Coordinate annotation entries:
____________

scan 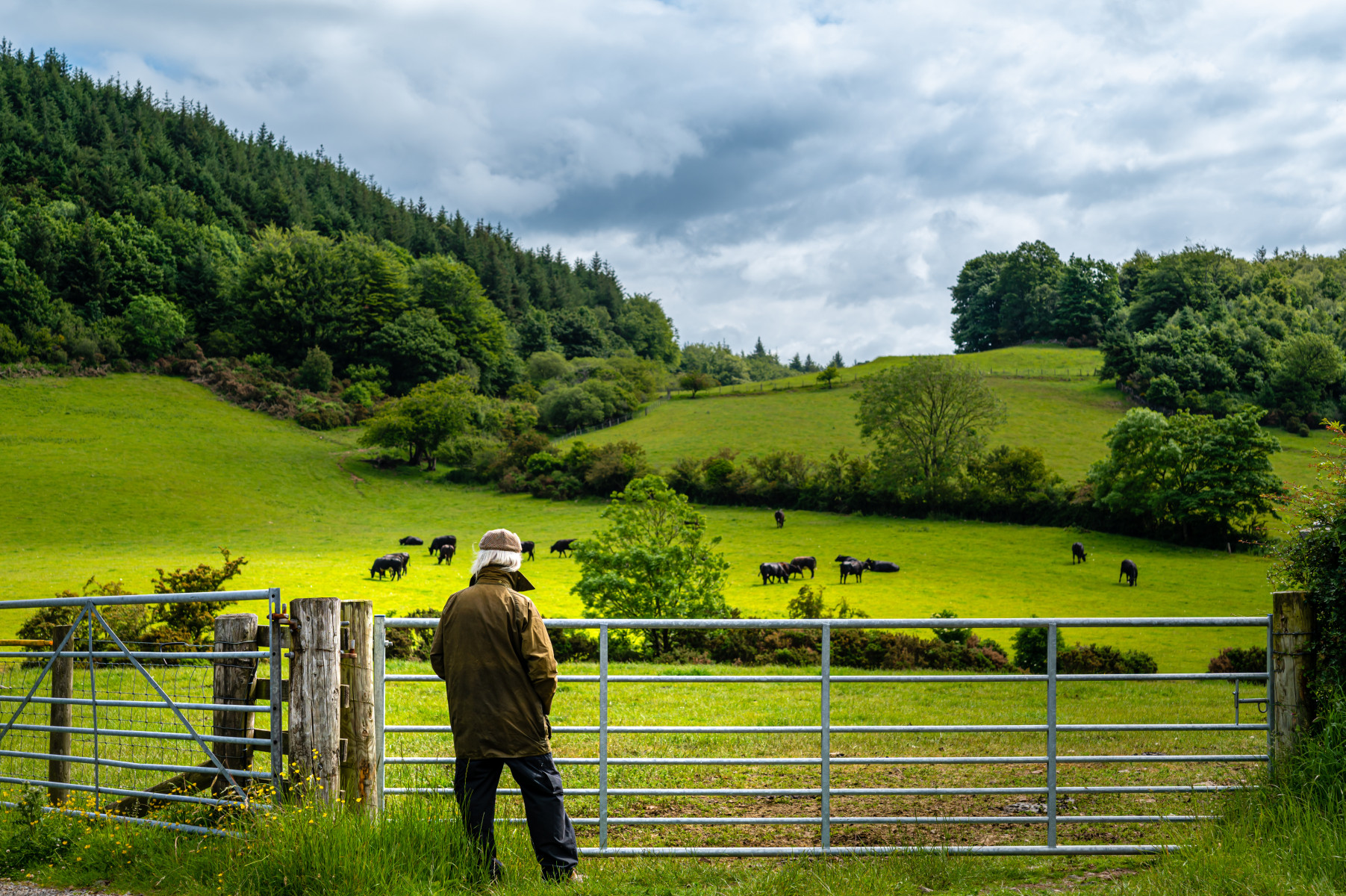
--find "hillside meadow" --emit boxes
[579,346,1329,483]
[0,374,1269,670]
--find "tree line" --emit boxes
[950,241,1346,435]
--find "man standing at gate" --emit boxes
[429,529,580,880]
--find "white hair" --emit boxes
[468,547,523,576]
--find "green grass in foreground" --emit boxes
[0,374,1269,671]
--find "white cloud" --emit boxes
[0,0,1346,358]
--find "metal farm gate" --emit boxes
[0,588,283,834]
[374,616,1274,856]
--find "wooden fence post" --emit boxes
[210,614,257,790]
[1272,591,1314,757]
[47,626,75,806]
[287,597,340,802]
[340,600,378,815]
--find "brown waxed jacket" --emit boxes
[429,567,556,759]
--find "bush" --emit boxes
[295,346,332,391]
[1060,641,1159,676]
[386,607,440,662]
[1009,614,1066,676]
[1206,647,1267,674]
[122,296,187,361]
[0,324,28,364]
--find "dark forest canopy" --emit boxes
[0,42,680,394]
[950,241,1346,435]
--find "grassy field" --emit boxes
[579,346,1329,483]
[0,374,1269,670]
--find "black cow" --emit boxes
[790,557,818,579]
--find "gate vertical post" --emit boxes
[47,626,75,806]
[1267,614,1276,775]
[374,614,387,811]
[1272,591,1314,756]
[290,597,340,802]
[598,623,607,849]
[1047,623,1056,849]
[340,600,378,815]
[210,614,258,770]
[820,623,832,856]
[267,588,285,799]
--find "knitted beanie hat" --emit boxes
[478,529,523,554]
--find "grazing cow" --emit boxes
[369,557,402,579]
[429,535,458,557]
[790,557,818,579]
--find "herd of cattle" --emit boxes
[369,535,579,579]
[758,554,902,585]
[369,524,1140,585]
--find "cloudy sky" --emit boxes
[0,0,1346,361]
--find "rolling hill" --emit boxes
[0,374,1286,671]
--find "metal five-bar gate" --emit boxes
[0,588,284,834]
[374,616,1274,856]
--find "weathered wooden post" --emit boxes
[210,614,257,790]
[1272,591,1314,756]
[340,600,378,815]
[290,597,340,802]
[47,626,75,806]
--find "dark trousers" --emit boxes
[454,753,579,879]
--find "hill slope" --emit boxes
[580,346,1329,483]
[0,374,1269,670]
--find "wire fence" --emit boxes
[374,616,1274,856]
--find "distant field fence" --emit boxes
[374,616,1274,857]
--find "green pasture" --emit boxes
[579,346,1330,483]
[0,374,1269,671]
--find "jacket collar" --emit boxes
[467,567,533,591]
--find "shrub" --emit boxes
[386,607,440,662]
[0,324,28,364]
[122,296,187,361]
[1009,614,1066,676]
[296,346,332,391]
[1206,647,1267,673]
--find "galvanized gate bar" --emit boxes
[379,616,1271,857]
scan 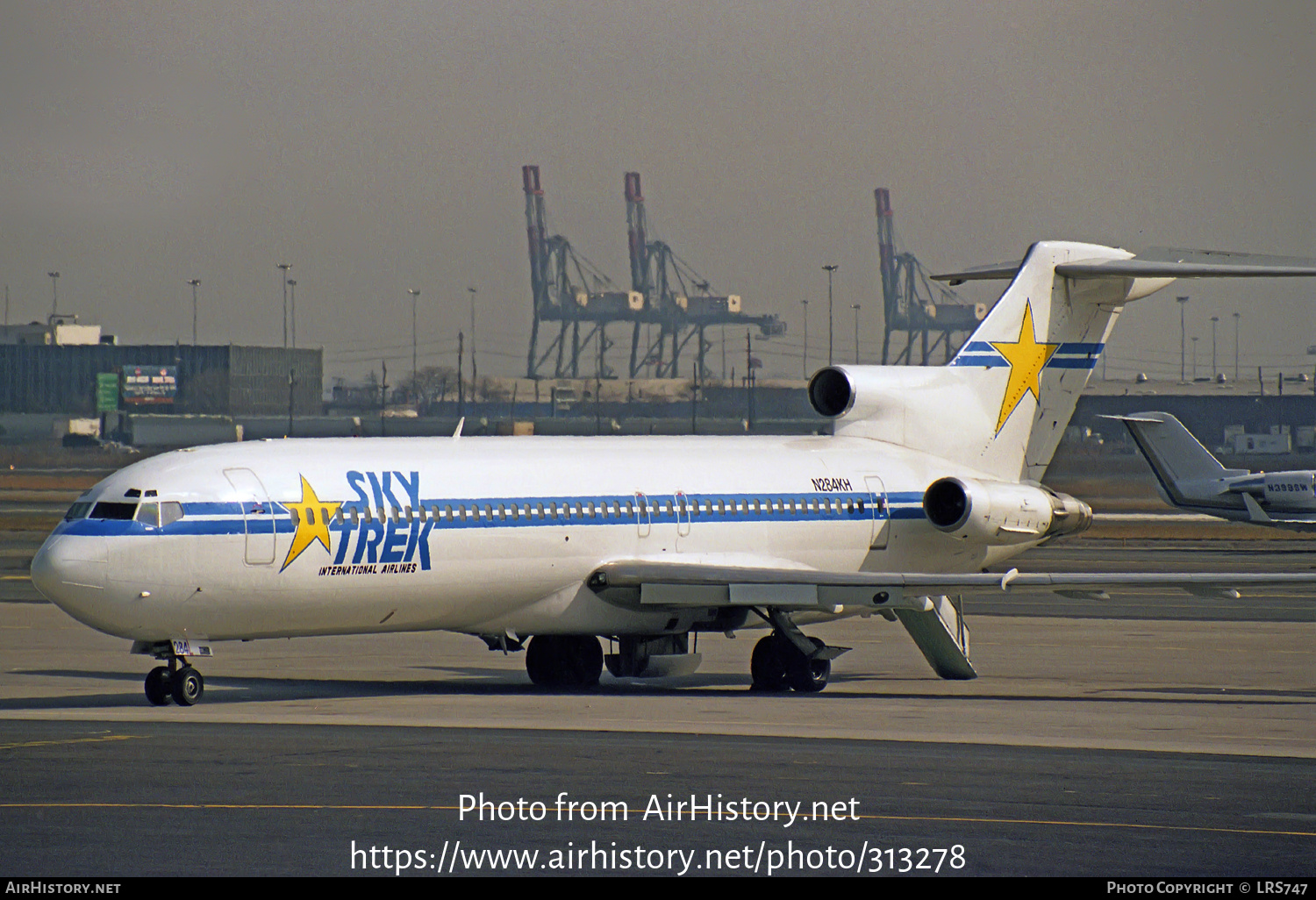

____________

Extract every line above that contains the word "metal", matching its case exactly.

--find "metal farm gate" --emit boxes
--find "metal five-bar gate" --emit boxes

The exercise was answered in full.